By Rodrigo Diaz Guerrero
Those of us who know Jacinta González Goodman know that she carries within her a strong heart and has always been committed to social issues. She has spent many years dedicating herself as an activist but, above all, as a community organizer. She graduated from Wesleyan University with a degree in Latin American Studies and Economics in the U.S. in 2007. After the devastation left by Hurricane Katrina in New Orleans, she began organizing undocumented day laborers and families to fight for labor rights, against police violence, and against deportations by immigration agencies. Back in Mexico, she worked for several years with the organization Poder organizing the Sonora River basin committees against what is known as «the worst environmental disaster in the history of mining in Mexico.» It was when a Grupo México mine spilled 40 million liters of acidulated copper sulfate into the Sonora and Bacanuchi rivers—toxins that spread for more than 250 km and changed the lives of more than 22,000 people in seven municipalities of the Mexican state. After that, González started with Mijente where she has been a senior organizer for several years.
RDG: What is the Mijente Project about?
JGG: Mijente identifies itself as an organizing center, both on the ground and in the digital world, to favor Latino and Chicano people in the United States and Puerto Rico. We organize on economic, gender, racial, and environmental justice issues.
RDG: What is your role in Mijente and what projects are you carrying out today?
JGG: Currently in Mijente, I direct a campaign that in English we call No Tech for ICE—no technology for ICE (the immigration police)—where we have been working to demonstrate and organize against the deportation policies of the United States Government; but also against data and technology companies that have helped the Department of Homeland Security create a system of surveillance, arrests, and deportations that are affecting the entire U.S.
RDG: The Philosophy of Liberation, (whose greatest exponent is Enrique Dussel), promotes a break with Eurocentric hegemonic thought and accepts non-Western thought as legitimate. It makes the presence of the other visible. Likewise, it invites us to rethink philosophical problems from these perspectives assuming that, although philosophy is theoretical, it ascends from the abstract to the complex of practice through politics. When reading Mijente’s Principles of Unity, I was referred to the thought of the philosophy of liberation. What inspired the Mijente movement?

Information »
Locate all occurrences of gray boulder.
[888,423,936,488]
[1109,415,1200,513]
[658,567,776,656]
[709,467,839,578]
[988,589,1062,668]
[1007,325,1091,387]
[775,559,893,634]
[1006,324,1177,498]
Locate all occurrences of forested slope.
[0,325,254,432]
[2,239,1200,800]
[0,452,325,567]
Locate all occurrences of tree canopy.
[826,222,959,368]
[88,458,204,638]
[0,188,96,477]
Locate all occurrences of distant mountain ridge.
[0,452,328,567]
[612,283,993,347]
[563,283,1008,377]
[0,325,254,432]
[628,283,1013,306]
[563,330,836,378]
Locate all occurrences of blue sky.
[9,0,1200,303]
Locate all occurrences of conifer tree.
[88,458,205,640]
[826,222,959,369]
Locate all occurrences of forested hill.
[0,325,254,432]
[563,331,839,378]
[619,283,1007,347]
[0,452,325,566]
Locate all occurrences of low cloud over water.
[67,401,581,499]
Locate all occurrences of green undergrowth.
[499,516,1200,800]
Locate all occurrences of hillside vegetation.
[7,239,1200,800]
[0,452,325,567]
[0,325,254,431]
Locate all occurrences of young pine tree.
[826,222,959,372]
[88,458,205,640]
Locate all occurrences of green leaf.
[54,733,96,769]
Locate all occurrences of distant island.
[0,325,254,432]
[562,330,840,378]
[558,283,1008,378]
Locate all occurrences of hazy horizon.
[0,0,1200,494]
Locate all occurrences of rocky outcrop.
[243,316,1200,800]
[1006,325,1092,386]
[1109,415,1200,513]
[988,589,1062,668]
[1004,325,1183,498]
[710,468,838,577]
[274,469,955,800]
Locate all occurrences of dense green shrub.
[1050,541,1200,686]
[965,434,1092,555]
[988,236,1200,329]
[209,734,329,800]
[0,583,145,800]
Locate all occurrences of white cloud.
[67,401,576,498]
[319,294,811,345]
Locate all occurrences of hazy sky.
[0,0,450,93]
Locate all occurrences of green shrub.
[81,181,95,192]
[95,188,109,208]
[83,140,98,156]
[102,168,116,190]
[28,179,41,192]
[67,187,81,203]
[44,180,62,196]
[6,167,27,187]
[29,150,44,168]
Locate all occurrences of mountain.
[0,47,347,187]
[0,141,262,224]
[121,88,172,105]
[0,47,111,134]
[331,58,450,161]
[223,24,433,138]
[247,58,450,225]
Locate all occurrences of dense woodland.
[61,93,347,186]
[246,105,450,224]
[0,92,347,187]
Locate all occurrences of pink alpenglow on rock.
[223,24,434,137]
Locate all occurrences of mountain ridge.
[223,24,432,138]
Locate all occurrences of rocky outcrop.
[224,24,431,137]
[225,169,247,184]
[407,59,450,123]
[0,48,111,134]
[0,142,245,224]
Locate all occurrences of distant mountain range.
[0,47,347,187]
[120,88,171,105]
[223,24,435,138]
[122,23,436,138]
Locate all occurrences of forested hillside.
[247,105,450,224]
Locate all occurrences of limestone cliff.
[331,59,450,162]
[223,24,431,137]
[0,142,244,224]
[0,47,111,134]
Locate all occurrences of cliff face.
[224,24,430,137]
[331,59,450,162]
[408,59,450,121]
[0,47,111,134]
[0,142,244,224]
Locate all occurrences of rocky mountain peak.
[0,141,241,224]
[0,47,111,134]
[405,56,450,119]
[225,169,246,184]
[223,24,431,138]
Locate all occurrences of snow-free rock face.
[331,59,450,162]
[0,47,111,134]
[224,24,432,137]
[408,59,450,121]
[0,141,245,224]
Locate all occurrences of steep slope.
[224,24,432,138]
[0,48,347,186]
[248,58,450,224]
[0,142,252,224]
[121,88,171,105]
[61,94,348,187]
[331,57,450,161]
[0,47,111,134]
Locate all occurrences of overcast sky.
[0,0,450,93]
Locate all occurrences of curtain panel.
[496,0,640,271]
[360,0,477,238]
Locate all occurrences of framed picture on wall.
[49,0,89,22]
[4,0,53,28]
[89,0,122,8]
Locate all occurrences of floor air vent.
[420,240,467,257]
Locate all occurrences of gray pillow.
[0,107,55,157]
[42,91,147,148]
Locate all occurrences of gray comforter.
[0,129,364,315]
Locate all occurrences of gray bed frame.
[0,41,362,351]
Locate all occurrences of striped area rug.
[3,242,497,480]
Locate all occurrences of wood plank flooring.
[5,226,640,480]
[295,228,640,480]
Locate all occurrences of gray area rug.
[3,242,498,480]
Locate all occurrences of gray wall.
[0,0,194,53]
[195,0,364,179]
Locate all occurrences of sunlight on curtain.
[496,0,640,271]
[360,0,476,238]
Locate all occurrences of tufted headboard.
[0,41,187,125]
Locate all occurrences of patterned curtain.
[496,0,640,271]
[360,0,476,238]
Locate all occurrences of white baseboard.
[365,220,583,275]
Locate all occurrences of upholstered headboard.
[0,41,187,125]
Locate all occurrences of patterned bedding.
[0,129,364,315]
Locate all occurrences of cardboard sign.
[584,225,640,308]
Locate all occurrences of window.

Required work » In the interview, rewrite the paragraph beginning "Those of us who know Jacinta González Goodman" as a short bulleted list that keeps its main facts. The items are separate material and have no connection to the interview.

Answer area »
- Jacinta González Goodman is a longtime activist and, above all, a community organizer committed to social issues.
- In 2007 she graduated from Wesleyan University in the U.S. with a degree in Latin American Studies and Economics.
- After Hurricane Katrina in New Orleans, she organized undocumented day laborers and families for labor rights and against police violence and deportations.
- In Mexico, she spent several years with the organization Poder, organizing Sonora River basin committees after a Grupo México mine spilled 40 million liters of acidulated copper sulfate into the Sonora and Bacanuchi rivers. The spill spread over 250 km and affected more than 22,000 people in seven municipalities.
- She then joined Mijente, where she has been a senior organizer for several years.